Tasks -
1. In the Beverly Hills recap, what do the Richards sisters clang together like castanets?
2. Print the part of the Beverly Hills recap starting with "Normally, I would" and going on through "from this franchise.".

Text segment -

The Real Housewives of Beverly Hills recap: The confessions of Erika Jayne

Normally, I would dread an episode of The Real Housewives of Beverly Hills that takes place entirely in one location, on the opening eve of a trip where Kyle has once again dragged everyone to the desert. But season 11 of RHOBH has given us all sorts of things we couldn't have expected from this franchise.

For example, I never would have anticipated a candle the size of a toddler entering Kyle's villa before Garcelle did. It shocked me to my absolute Bravo-watching core to find myself laughing out loud at the Richards sisters clanging stale bread together like castanets and attempting to sweep up spilled paprika with a grill brush. And those are all just the result of adding Kathy Hilton into the mix, for which I wake up and thank Andy Cohen — and surely Kathy's accidental signing of a contract while not wearing her glasses — every single morning.

No, we haven't even gotten to Erika performing one half of Who's Afraid of Virginia Woolf to a rapt dinner table, giving us more to sink our teeth into during one night in La Quinta than the last three seasons combined. Part of that intrigue comes from the actual things Erika is saying — and perhaps the larger part comes from the way she's saying it. Erika has a very distinct physical tell wherein she starts talking very low and keeping her mouth so still that if you had the TV on mute, you would simply believe she was staring at you silently.

Now, in most human behavior, a tell usually means lying. But I don't know for sure if that's what Erika's tell means — maybe it means she's truthing. Or, more likely, perhaps it's just the signature of a very strong sedative. All I know for sure is that Erika does a lot of still-mouthed talking in this episode both at the La Quinta dinner table and in that unfortunate new all-blue confessional look where the camera seems to be positioned on the ground, in what I can only assume is the camera crew finally attempting to sneak their opinion into the editing room as the Jan Brady of the franchise (the editors are Marcia, Marcia, Marcia; the producers are Cindy; Sutton is Alice).

If you can believe it, the packing montage for La Quinta was nothing more than a packing blink, and not because the women packed lightly — Dorit was, inexplicably, outfitted for the Disney Channel Original Movie, Motocrossed — but because there was simply no time to spare. Before we know it, the women are arriving at Kyle's house, doing performative air kisses that I do not understand. They're all about to sit down to dinner in this house together and eat lasagna that Kyle has almost definitely lost an earring in.

Source data -
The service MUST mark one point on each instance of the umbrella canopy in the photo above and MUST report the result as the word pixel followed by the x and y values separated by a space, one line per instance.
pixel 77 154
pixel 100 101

Solutions -
1. Stale bread.

2.
Normally, I would dread an episode of The Real Housewives of Beverly Hills that takes place entirely in one location, on the opening eve of a trip where Kyle has once again dragged everyone to the desert. But season 11 of RHOBH has given us all sorts of things we couldn't have expected from this franchise.